Requirements
Carry on the passage about the Ku Klux Klan's 1920s parade in Washington, D.C., picking up right after its final sentence.

Text passage
◇ ◇ ◇

On August 8, 1925, more than 50,000 members of the Ku Klux Klan paraded through Washington, D.C. Some walked in lines as wide as 20 abreast, while others created formations of the letter K or a Christian cross. A few rode on horseback. Many held American flags. Men and women alike, the marchers carried banners emblazoned with the names of their home states or local chapters, and their procession lasted for more than three hours down a Pennsylvania Avenue lined with spectators. National leaders of the organization were resplendent in colorful satin robes and the rank and file wore white, their regalia adorned with a circular red patch containing a cross with a drop of blood at its center.

Nearly all of the marchers wore pointed hoods, but their faces were clearly visible. In part, that was because officials would sanction the parade only if participants agreed to walk unmasked. But a mask was not really necessary, as most members of the Klan saw little reason to hide their faces. After all, there were millions of them in the United States.

Most Americans today likely think of the Ku Klux Klan as an organization whose heyday came in the civil-rights era of the 1950s and 1960s, and of its members as lower-class white Southern men—ones who concealed their identities while waving the Confederate flag at pro-segregation rallies, burning crosses on the lawns of their enemies, or brutalizing their innocent victims. Others are perhaps familiar with the Klan of the 1860s and 1870s, which was a white and distinctively Southern terrorist organization composed of men who tortured and murdered people under cover of darkness in an effort to undermine the political and economic freedoms accorded to formerly enslaved people during Reconstruction.

But the Klan was easily at its most popular in the United States during the 1920s, when its reach was nationwide, its members disproportionately middle class, and many of its very visible public activities geared toward festivities, pageants, and social gatherings. In some ways, it was this superficially innocuous Klan that was the most insidious of them all. Packaging its noxious ideology as traditional small-town values and wholesome fun, the Klan of the 1920s encouraged native-born white Americans to believe that bigotry, intimidation, harassment, and extralegal violence were all perfectly compatible with, if not central to, patriotic respectability.

◇ ◇ ◇

Items from a dataset
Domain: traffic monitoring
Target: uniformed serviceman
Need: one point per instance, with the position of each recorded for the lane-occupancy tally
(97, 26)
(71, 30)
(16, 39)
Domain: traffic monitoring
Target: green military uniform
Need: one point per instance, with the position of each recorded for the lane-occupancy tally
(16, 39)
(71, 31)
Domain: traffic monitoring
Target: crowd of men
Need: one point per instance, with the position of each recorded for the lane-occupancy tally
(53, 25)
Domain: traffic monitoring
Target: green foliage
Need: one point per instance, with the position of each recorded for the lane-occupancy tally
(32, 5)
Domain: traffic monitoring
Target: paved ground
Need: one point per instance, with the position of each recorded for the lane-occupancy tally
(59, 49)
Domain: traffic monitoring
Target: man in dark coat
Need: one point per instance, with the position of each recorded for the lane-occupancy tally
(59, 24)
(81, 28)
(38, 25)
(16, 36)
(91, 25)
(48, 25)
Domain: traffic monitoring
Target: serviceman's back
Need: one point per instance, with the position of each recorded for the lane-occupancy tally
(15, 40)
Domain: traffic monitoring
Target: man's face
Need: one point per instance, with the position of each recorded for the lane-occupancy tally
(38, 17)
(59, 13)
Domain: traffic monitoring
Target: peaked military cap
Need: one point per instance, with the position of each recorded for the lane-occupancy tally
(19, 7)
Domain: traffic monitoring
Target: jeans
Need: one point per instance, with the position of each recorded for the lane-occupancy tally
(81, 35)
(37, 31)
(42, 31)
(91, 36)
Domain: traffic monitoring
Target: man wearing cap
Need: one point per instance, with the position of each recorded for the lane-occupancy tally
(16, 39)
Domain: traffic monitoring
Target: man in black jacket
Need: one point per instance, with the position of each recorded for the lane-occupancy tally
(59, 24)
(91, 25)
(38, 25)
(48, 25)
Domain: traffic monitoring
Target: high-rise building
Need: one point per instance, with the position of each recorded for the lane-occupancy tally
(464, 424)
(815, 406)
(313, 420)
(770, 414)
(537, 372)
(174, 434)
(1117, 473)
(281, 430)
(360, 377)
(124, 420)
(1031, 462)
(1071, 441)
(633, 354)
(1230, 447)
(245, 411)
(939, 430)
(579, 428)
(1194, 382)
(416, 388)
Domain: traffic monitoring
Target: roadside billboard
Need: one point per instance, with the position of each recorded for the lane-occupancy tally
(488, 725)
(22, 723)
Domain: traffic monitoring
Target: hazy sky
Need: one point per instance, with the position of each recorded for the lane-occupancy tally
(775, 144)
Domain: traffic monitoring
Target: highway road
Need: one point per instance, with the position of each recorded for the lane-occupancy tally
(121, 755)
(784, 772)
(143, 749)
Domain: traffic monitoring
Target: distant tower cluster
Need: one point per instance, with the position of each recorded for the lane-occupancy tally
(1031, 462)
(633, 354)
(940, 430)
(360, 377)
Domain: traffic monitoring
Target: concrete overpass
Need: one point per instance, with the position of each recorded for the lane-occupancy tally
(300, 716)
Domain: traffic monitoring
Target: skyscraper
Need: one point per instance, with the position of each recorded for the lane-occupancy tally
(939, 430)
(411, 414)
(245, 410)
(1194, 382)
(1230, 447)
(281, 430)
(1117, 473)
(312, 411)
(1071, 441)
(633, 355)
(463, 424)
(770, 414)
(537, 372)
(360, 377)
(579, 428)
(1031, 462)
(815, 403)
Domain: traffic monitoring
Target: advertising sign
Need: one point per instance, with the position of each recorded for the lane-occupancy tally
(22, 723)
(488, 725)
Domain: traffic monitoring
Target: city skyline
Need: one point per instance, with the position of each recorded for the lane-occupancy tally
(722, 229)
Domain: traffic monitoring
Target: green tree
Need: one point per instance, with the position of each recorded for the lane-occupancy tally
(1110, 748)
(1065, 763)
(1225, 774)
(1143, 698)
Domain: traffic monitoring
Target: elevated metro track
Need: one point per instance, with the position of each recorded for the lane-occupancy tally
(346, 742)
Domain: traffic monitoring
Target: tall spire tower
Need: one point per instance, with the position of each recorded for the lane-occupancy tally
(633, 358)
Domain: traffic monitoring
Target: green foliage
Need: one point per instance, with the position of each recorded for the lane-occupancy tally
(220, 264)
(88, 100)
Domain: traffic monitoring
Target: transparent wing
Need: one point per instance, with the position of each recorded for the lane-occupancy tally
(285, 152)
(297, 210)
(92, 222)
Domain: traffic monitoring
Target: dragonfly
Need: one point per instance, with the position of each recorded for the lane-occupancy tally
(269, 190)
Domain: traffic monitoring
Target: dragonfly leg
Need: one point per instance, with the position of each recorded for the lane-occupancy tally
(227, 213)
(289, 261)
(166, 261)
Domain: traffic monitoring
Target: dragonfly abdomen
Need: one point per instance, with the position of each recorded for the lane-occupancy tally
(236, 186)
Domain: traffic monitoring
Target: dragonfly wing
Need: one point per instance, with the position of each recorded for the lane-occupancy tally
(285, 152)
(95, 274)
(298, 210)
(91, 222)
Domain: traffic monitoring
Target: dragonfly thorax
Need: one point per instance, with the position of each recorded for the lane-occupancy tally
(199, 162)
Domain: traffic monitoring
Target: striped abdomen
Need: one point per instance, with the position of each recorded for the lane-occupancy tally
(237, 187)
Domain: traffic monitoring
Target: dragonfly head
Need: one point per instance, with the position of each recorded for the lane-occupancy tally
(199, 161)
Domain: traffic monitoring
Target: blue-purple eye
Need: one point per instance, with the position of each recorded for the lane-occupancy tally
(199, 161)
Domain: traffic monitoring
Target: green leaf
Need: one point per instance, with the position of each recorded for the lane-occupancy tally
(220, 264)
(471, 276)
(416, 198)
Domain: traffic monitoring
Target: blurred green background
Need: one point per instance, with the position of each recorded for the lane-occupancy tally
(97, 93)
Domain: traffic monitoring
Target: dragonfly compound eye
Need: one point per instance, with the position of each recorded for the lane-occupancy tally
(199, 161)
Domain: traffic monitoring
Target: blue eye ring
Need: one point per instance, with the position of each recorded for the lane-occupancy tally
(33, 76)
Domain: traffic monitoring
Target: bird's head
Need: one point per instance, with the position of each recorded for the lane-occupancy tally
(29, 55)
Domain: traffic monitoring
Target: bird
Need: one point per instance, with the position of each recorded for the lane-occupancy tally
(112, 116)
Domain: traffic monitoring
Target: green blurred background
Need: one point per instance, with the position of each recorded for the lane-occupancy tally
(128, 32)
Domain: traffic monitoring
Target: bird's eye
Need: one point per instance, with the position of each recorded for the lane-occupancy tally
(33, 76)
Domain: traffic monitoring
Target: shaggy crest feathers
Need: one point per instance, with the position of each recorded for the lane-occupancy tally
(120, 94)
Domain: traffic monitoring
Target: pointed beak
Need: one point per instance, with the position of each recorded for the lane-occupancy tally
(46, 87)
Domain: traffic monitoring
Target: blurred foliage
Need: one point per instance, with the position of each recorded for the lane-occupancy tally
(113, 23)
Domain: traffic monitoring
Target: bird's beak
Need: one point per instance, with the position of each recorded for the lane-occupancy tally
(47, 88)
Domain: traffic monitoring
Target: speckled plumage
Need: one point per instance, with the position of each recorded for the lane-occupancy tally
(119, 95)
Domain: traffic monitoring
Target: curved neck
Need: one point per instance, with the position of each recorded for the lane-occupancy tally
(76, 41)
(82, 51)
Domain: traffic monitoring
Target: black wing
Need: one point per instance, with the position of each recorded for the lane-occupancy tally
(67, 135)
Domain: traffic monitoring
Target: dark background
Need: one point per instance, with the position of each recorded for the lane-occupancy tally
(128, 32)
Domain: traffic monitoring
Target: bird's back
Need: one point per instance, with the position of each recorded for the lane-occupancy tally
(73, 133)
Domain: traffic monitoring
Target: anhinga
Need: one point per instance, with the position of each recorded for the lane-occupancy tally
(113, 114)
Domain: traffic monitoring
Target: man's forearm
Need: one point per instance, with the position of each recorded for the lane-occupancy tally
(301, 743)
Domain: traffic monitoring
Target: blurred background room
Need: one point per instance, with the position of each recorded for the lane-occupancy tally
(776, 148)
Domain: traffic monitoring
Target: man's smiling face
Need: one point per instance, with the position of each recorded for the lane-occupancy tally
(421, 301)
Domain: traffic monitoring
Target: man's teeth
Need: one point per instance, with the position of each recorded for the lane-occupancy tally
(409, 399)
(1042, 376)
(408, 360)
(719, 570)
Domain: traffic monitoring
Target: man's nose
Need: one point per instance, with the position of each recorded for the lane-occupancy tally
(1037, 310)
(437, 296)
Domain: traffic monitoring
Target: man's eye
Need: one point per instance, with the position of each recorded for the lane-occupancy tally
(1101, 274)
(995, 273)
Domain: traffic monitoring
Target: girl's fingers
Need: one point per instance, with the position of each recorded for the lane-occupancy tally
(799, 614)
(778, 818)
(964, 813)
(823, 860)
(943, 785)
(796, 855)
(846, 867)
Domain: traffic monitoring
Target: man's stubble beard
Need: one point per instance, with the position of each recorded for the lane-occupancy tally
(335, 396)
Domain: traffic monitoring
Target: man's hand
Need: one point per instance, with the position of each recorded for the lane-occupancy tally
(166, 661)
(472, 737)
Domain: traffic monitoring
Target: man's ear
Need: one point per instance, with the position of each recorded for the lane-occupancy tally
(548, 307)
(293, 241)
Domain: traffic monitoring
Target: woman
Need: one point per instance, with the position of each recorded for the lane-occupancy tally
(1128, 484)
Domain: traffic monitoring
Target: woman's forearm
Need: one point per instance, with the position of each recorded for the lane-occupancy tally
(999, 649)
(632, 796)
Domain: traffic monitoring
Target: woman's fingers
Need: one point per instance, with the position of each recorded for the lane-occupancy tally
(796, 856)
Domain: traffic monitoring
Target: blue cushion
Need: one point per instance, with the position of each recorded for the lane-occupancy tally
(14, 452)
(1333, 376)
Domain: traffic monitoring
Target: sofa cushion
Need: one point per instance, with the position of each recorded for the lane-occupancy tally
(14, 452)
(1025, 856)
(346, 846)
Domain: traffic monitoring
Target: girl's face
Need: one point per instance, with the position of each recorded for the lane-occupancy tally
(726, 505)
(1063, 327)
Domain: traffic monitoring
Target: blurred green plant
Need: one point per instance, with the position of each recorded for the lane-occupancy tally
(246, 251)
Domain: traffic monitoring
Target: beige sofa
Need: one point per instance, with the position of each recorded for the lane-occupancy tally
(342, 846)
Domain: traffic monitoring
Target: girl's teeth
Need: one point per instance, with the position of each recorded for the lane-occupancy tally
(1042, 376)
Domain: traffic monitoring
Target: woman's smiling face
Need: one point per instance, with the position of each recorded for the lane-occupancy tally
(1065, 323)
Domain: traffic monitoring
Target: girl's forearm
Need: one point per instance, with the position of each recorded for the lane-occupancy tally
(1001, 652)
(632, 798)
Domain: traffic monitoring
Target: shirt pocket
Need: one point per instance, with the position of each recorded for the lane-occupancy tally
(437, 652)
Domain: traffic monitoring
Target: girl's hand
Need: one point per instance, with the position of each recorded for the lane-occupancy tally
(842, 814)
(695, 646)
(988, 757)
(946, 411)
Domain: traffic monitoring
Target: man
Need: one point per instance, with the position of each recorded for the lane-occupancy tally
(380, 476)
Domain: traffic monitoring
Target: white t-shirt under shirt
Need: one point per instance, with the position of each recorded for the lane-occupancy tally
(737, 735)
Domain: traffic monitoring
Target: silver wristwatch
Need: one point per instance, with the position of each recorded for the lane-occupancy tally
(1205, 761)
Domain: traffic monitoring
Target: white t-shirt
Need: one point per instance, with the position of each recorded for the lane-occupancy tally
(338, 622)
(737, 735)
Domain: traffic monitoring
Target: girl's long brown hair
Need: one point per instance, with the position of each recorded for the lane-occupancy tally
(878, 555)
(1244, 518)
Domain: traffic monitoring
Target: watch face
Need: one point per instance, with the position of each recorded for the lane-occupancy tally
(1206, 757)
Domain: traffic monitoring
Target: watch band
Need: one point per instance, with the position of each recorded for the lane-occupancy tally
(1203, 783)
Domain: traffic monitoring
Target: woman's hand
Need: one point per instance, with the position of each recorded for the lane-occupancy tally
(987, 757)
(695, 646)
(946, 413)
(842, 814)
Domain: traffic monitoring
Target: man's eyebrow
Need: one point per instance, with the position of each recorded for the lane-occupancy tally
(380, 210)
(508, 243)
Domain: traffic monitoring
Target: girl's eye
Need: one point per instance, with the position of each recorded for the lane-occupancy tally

◇ ◇ ◇

Right answer
The Ku Klux Klan had been defunct for nearly a half-century when William J. Simmons decided to revive the organization in the fall of 1915. A resident of Atlanta, Simmons worked for a fraternal benefit society called the Woodmen of the World, and he already belonged to more than a dozen clubs and churches. But he had dreamed for years about founding a fraternal order himself someday, and with D.W. Griffith’s cinematic paean to the Klan, The Birth of a Nation, scheduled to debut in Atlanta, the inspiration and the timing seemed right. On Thanksgiving night, after riding with about 15 other men in a rented tour bus to a large granite formation outside of the city known as Stone Mountain, Simmons lit a wooden cross aflame and announced the rebirth of the Knights of the Ku Klux Klan.

Advertised by Simmons in Atlanta newspapers as “The World’s Greatest Secret, Social, Patriotic, Fraternal, Beneficiary Order” and a “High Class Order for Men of Intelligence and Character,” the new Klan floundered for several years. It had attracted just a few thousand members by the spring of 1920, when Simmons hired Mary Elizabeth Tyler and Edward Young Clarke as publicity agents and promoters for the group. Tyler and Clarke divided the entire country into what amounted to sales territories and they sent more than 1,000 solicitors into the field to recruit members whose $10 membership fee for the Klan went in part to the solicitors as commission.

Tyler and Clarke’s strategies were immensely successful, swelling the national membership of the Klan to over 100,000 within a matter of months. In 1921, a newspaper exposé detailed more than 100 acts of Klan-sponsored vigilante violence and prompted a congressional investigation, but the ensuing publicity only made the Klan stronger. It claimed more than 1 million members by early 1922. Internal squabbles and power struggles led to the ouster of Simmons from his leadership post later that year, and he was replaced by a dentist from Texas named Hiram Evans. Organizational infighting and external opposition notwithstanding, the Klan continued to grow. By 1925, it had anywhere from 2 million to 5 million members and the sympathy or support of millions more.

The Klan drew historical inspiration from the Reconstruction-era Southern past and had its headquarters in the South, but white Americans flocked to the organization all across the United States. Klan chapters could be found in cities, towns, and rural areas alike, and the organization had strongholds not only in former Confederate states like Arkansas, Georgia, Alabama, and Texas, but also in Indiana, Oregon, Kansas, Colorado, Pennsylvania, Washington, and Ohio. Typical members were neither wealthy and powerful nor impoverished and dispossessed. Rather, they were middle-class white American men and their families: small-business owners and salesmen, ministers and professors, clerks and farmers, doctors and lawyers.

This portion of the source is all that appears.